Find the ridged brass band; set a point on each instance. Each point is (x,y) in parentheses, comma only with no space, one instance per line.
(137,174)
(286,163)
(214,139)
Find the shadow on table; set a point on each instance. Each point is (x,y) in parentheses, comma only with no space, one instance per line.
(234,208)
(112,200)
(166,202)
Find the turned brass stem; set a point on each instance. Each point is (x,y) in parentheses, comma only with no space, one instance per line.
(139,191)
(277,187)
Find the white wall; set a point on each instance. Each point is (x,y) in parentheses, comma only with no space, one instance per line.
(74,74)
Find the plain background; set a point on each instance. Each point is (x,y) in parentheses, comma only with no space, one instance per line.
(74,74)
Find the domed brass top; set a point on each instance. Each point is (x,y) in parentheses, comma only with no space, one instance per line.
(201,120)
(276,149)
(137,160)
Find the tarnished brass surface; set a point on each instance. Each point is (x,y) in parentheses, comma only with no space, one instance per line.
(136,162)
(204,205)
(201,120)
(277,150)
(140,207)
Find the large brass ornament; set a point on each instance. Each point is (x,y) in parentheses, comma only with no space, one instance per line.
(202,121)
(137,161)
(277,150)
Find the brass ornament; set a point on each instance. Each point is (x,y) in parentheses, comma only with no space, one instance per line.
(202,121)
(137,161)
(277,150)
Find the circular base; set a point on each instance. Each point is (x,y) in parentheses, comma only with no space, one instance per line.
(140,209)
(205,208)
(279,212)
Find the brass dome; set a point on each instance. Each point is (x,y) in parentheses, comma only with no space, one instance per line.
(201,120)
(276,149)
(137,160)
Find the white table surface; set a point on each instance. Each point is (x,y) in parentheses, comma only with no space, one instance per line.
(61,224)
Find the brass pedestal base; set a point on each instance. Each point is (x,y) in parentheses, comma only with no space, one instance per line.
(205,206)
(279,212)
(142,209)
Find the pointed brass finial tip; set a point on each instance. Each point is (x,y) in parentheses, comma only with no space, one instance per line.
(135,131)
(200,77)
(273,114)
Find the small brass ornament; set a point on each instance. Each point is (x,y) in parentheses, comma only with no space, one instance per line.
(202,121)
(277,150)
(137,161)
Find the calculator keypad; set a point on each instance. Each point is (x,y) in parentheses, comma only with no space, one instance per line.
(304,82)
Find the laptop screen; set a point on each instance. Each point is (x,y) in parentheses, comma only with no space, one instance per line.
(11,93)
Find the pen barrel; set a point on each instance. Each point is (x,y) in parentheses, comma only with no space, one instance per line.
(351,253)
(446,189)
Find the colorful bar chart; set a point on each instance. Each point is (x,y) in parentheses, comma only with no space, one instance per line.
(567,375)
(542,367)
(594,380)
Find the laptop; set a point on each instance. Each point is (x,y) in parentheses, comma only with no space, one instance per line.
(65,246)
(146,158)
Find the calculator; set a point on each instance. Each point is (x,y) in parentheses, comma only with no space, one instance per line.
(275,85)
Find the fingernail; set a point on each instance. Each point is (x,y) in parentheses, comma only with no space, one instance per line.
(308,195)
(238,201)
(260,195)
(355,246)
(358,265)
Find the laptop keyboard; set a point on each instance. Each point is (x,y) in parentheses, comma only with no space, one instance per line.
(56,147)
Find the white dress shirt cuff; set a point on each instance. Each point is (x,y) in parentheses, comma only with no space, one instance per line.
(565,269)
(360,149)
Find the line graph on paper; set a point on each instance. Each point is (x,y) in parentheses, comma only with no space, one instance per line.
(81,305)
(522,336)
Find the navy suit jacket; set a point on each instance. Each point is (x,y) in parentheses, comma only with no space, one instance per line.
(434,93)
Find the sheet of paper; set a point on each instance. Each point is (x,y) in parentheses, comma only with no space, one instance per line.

________

**WHAT IS REQUIRED**. Your answer should be the data above, retyped exactly.

**TASK RESULT**.
Find the ridged brass band; set a point on each instance. Each point is (x,y) in parentheses, comma only with no space, one instance per line.
(137,174)
(286,163)
(214,139)
Find the shadow on table; set a point on each instance. Each point is (x,y) in parentheses, comma only with no space, one instance per line.
(234,208)
(112,200)
(166,202)
Find the turned brass stem; set a point on each instance. Each point is (x,y) in parentheses, comma only with no space, one instance per line.
(139,191)
(277,187)
Find the white wall; set a point on each instance. Each point is (x,y) in parentheses, comma only with no space, one instance per line.
(74,74)
Find the plain background; set a point on each instance. Each point is (x,y) in parentheses, comma only with no space, one instance per line.
(74,74)
Find the domed brass top; set a point on each instance. Each point is (x,y) in parentheses, comma only with no space, one instance per line.
(201,120)
(276,149)
(137,160)
Find the tarnished brass surface; set a point on each instance. Each point is (x,y) in parentheses, comma only with no space, one instance per line.
(136,162)
(204,205)
(201,120)
(277,150)
(140,207)
Find the large brass ornament; set a point on each instance. Each point is (x,y) in parentheses, comma only with no space, one instance per line.
(202,121)
(137,161)
(277,150)
Find the brass ornament; set a point on each instance. Each point is (x,y) in parentheses, comma only with no space, one instance per line.
(202,121)
(137,161)
(277,150)
Find the circular base; set a point on each instance. Each point is (x,y) in parentheses, comma only with no space, one instance per line.
(140,209)
(205,208)
(279,212)
Find the brass dome; set a point on each instance. Each point is (x,y) in parentheses, comma only with no space, one instance per line.
(201,120)
(276,149)
(137,160)
Find the white table surface; set a point on each instance. Each point is (x,y) in parentheses, comma only with no space, one instance per line.
(61,224)
Find the brass pedestal base; set a point on each instance. Each point is (x,y) in parentheses, comma only with no space, one instance per line.
(205,206)
(279,212)
(142,209)
Find the pointed brass finial tip; set a point on each instance. Each point is (x,y) in parentheses, comma only with no space, one instance per line.
(135,131)
(200,77)
(273,114)
Find the small brass ornament; set a point on each instance. Each point is (x,y) in parentheses, comma only with no space, one instance per line.
(202,121)
(277,150)
(137,161)
Find the calculator keypad; set a point on each instance. Each point is (x,y) in parentheses, comma only with no space, one instance per line.
(304,82)
Find the laptop screen; set a point on each instance. Each point is (x,y) in parentheses, comma only with no space, one instance per line.
(11,93)
Find the pen barrel; set a point on each instance. Each point is (x,y) in parentheses, comma only with no space, one instance per line.
(351,253)
(446,189)
Find the colorful bar chart; set a point on each instance. Each point is (x,y) in parentheses, comma only with no space, one instance per line.
(567,375)
(542,367)
(594,380)
Find the laptop; set a point on each instance. Each point is (x,y) in parentheses, comma only with no space, one instance per line.
(65,246)
(146,158)
Find the calculator; set a point on each instance. Each point is (x,y) in parentheses, comma only with no space, one instance per line.
(275,85)
Find the fingernail; set a point on each instance. Each point is (x,y) in parentheses, comma only with no space, one instance per line.
(308,195)
(238,201)
(260,195)
(355,246)
(358,265)
Find the laptop keyboard; set a point on each instance. Each point is (x,y) in parentheses, comma only with no space, one instance per line.
(56,147)
Find the white dress shirt cuff; set a point on each instance. Each point is (x,y) in parentheses, comma only with no space, one instance per line.
(565,269)
(360,149)
Find the line graph on paper; set a point on each instance. Each point is (x,y) in parentheses, comma only with no space, one instance per line.
(81,305)
(522,336)
Find the navy suit jacket; set a point on each instance. Each point is (x,y) in parentheses, comma only with no space, one instance per line.
(434,93)
Find the sheet of paper; set a point on each instance. Each point is (x,y) in parentheses, comma only with no space, one instance per line.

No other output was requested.